**** RECORD LIST ****
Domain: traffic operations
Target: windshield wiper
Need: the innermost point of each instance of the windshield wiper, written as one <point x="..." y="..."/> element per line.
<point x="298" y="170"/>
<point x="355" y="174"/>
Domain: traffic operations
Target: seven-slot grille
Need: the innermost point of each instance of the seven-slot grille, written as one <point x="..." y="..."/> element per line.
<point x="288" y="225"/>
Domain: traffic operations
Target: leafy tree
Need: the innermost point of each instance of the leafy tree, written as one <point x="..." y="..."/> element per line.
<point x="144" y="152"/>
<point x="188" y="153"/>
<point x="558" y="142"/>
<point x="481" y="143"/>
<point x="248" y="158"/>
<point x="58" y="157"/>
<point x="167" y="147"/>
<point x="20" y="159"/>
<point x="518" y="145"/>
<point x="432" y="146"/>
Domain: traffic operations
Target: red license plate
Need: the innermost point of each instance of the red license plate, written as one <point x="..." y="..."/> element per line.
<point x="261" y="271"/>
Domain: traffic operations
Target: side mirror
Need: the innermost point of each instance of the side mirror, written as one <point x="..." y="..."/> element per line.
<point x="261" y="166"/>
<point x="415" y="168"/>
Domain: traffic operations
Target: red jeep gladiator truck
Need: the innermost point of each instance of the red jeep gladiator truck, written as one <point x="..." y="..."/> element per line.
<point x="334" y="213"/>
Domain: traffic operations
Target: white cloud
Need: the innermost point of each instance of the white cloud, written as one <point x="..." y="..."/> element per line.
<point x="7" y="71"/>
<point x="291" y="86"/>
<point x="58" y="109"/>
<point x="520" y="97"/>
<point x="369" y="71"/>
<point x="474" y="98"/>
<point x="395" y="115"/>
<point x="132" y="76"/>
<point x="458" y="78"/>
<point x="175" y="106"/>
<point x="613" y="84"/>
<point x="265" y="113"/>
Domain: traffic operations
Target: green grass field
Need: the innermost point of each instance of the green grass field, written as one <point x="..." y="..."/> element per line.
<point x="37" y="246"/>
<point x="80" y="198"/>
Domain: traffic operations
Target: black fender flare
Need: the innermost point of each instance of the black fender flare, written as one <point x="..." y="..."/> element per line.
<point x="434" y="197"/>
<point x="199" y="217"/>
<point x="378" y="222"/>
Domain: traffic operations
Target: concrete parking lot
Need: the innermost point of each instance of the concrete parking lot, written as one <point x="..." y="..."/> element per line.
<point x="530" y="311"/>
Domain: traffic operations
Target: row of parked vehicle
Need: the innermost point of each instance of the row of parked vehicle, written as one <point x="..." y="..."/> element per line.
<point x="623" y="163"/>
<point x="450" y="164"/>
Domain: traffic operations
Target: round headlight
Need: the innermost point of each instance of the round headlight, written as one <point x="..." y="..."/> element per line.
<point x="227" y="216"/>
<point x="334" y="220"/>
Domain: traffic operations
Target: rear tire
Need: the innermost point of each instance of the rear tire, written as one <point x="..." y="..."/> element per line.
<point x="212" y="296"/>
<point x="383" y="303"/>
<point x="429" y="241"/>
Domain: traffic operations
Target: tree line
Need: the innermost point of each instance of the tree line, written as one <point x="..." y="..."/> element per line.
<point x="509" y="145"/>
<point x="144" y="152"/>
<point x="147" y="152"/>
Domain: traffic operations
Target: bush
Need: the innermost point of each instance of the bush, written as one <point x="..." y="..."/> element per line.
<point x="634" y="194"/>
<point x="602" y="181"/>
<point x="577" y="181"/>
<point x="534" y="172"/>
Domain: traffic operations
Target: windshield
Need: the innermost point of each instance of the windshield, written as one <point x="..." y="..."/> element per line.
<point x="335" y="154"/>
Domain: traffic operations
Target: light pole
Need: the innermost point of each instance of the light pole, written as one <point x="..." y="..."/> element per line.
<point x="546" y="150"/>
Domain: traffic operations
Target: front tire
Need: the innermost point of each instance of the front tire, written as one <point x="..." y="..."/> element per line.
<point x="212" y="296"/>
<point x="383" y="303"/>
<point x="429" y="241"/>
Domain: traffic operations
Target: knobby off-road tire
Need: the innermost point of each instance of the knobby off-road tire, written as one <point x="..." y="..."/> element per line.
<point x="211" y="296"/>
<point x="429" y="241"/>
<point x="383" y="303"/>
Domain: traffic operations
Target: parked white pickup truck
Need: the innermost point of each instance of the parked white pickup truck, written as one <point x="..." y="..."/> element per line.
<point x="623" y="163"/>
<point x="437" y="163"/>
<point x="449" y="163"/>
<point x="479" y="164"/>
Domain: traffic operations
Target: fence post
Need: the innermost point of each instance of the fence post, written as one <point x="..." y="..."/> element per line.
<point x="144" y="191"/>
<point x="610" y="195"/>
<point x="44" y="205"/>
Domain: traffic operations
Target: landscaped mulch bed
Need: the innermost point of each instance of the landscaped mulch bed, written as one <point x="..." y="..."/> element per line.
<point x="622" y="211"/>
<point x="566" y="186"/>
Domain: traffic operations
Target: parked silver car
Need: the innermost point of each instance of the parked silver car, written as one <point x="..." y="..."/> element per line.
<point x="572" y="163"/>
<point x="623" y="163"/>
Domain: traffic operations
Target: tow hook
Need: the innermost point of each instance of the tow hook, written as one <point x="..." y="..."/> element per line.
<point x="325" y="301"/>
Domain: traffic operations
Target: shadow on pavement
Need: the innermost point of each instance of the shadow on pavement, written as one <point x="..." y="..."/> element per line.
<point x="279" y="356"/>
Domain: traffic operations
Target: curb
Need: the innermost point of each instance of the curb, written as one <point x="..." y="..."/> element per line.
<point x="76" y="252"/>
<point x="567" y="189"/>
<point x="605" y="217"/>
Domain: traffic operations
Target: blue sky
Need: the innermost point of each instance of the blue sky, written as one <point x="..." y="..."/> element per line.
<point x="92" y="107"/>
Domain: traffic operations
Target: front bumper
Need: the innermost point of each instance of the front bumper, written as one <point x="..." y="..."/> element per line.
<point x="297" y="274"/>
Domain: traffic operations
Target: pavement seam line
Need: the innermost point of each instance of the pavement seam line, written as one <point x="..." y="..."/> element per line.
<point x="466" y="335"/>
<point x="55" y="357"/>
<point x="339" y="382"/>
****
TASK TO COMPLETE
Output each record exactly, leaving nothing out.

FULL ANSWER
Domain: traffic operations
Target: windshield wiper
Need: the innermost point of each instance of the windshield wiper, written as one <point x="..." y="..."/> element per line.
<point x="298" y="170"/>
<point x="355" y="174"/>
Domain: traffic operations
Target: seven-slot grille
Need: the innermost point of each instance of the seven-slot grille, written as one <point x="..." y="..."/> element per line.
<point x="288" y="225"/>
Domain: traffic operations
Target: leafy tree
Need: the innermost point of each instance of the leafy tree, written as one <point x="..." y="..."/> element per line.
<point x="144" y="152"/>
<point x="188" y="153"/>
<point x="558" y="142"/>
<point x="481" y="143"/>
<point x="248" y="158"/>
<point x="58" y="157"/>
<point x="167" y="147"/>
<point x="20" y="159"/>
<point x="518" y="145"/>
<point x="432" y="146"/>
Domain: traffic operations
Target: red license plate
Need: the innermost point of each instance of the red license plate, written as one <point x="..." y="..."/> element per line.
<point x="261" y="271"/>
Domain: traffic operations
Target: side mirror
Need: the innermost point of each instance of the side mirror, written as one <point x="..." y="..."/> element per line.
<point x="261" y="166"/>
<point x="415" y="168"/>
Domain: traffic operations
Target: red jeep gladiator truck
Need: the innermost point of each instance of the red jeep gladiator truck, written as one <point x="..." y="..."/> element per line.
<point x="334" y="213"/>
Domain: traffic operations
Target: white cloud
Need: the innermost point of each instance of the white cloud, written as one <point x="..." y="..."/> element per line.
<point x="7" y="71"/>
<point x="291" y="86"/>
<point x="58" y="109"/>
<point x="520" y="97"/>
<point x="369" y="71"/>
<point x="474" y="98"/>
<point x="395" y="115"/>
<point x="132" y="76"/>
<point x="458" y="78"/>
<point x="175" y="106"/>
<point x="613" y="84"/>
<point x="265" y="113"/>
Domain: traffic operations
Target: green grass field
Need: the innermost point of each instance of the green grass field, written as one <point x="..." y="..."/> element per line.
<point x="37" y="246"/>
<point x="80" y="198"/>
Domain: traffic operations
Target: black fender flare
Need: the innermost point of each instance of the black fender flare, written as one <point x="..." y="..."/> element per line.
<point x="434" y="197"/>
<point x="199" y="217"/>
<point x="378" y="222"/>
Domain: traffic operations
Target: concrete parking lot
Need: the innermost point of each instance of the concrete parking lot, written as one <point x="..." y="..."/> element per line.
<point x="530" y="311"/>
Domain: traffic operations
Target: row of parked vehicle
Need: the innermost point of each instance of the row of parked vehicle, written as one <point x="..." y="..."/> element per line.
<point x="623" y="163"/>
<point x="450" y="164"/>
Domain: traffic operations
Target: round headlight
Need: the innermost point of each instance of the round headlight, written as one <point x="..." y="..."/> element per line.
<point x="227" y="216"/>
<point x="334" y="220"/>
Domain: traffic operations
Target: rear tire
Need: the innermost point of each instance of the rear tire, written as one <point x="..." y="..."/> element per line.
<point x="212" y="296"/>
<point x="383" y="303"/>
<point x="429" y="241"/>
Domain: traffic operations
Target: tree line
Need: the innermost point of each instance of the tree line, written as one <point x="..." y="..."/> element per line.
<point x="509" y="145"/>
<point x="144" y="152"/>
<point x="147" y="152"/>
Domain: traffic operations
Target: bush
Need: the innermost point of each instance of the bush, written as one <point x="..." y="..."/> element per line.
<point x="634" y="194"/>
<point x="602" y="181"/>
<point x="577" y="181"/>
<point x="534" y="172"/>
Domain: traffic operations
Target: windshield
Need: the innermost point of each instance of the windshield, written as one <point x="..." y="..."/> element per line.
<point x="335" y="154"/>
Domain: traffic operations
Target: light pole
Need: the innermost point of each instance of the light pole, written as one <point x="..." y="..."/> element per line.
<point x="546" y="150"/>
Domain: traffic operations
Target: front tire
Need: the innermost point of each instance of the front tire, written as one <point x="..." y="..."/> element per line.
<point x="212" y="296"/>
<point x="383" y="303"/>
<point x="429" y="241"/>
Domain: traffic operations
Target: knobby off-road tire
Need: the innermost point of each instance of the knobby off-road tire, written as one <point x="..." y="..."/> element per line.
<point x="211" y="296"/>
<point x="429" y="241"/>
<point x="383" y="303"/>
Domain: traffic operations
Target: parked white pickup truck
Need: the innermost point of each instance of the parked white pickup truck, written as one <point x="..." y="..."/> element per line.
<point x="623" y="163"/>
<point x="437" y="163"/>
<point x="449" y="163"/>
<point x="479" y="164"/>
Domain: traffic operations
Target: fence post
Need: the innermost point of each instance of the fence post, written as one <point x="..." y="..."/> element per line.
<point x="144" y="191"/>
<point x="610" y="195"/>
<point x="44" y="205"/>
Domain: traffic operations
Target: landscaped mulch bed
Need: the innermost point of each instance of the landscaped mulch bed, written as one <point x="..." y="..."/> element per line.
<point x="622" y="211"/>
<point x="566" y="186"/>
Domain: traffic operations
Target: parked silver car
Need: the innermost point of each instance of the parked silver car, written as one <point x="..." y="..."/> element per line.
<point x="572" y="163"/>
<point x="623" y="163"/>
Domain: traffic operations
Target: tow hook
Need: the innermost point of each instance of the tow hook, written as one <point x="..." y="..."/> element per line.
<point x="325" y="301"/>
Domain: traffic operations
Target: shadow on pavement
Need: the innermost point of each instance of the shadow on pavement, written as one <point x="..." y="..."/> element per line.
<point x="279" y="356"/>
Domain: traffic operations
Target: curb
Need: the innermost point of each instance of the curb, written as one <point x="..." y="..."/> element per line.
<point x="76" y="252"/>
<point x="567" y="189"/>
<point x="605" y="217"/>
Domain: traffic operations
Target: blue sky
Need: the innermost point of each instance of the blue sky, written as one <point x="..." y="..."/> element per line.
<point x="92" y="107"/>
Domain: traffic operations
Target: front bumper
Need: the innermost point of each instance of the front bumper, written as one <point x="..." y="..."/> element per line.
<point x="297" y="274"/>
Domain: traffic operations
Target: pavement seam line
Need: the innermost point of each instance of the pavement seam line, written as one <point x="..." y="..."/> element per line.
<point x="466" y="335"/>
<point x="55" y="357"/>
<point x="339" y="382"/>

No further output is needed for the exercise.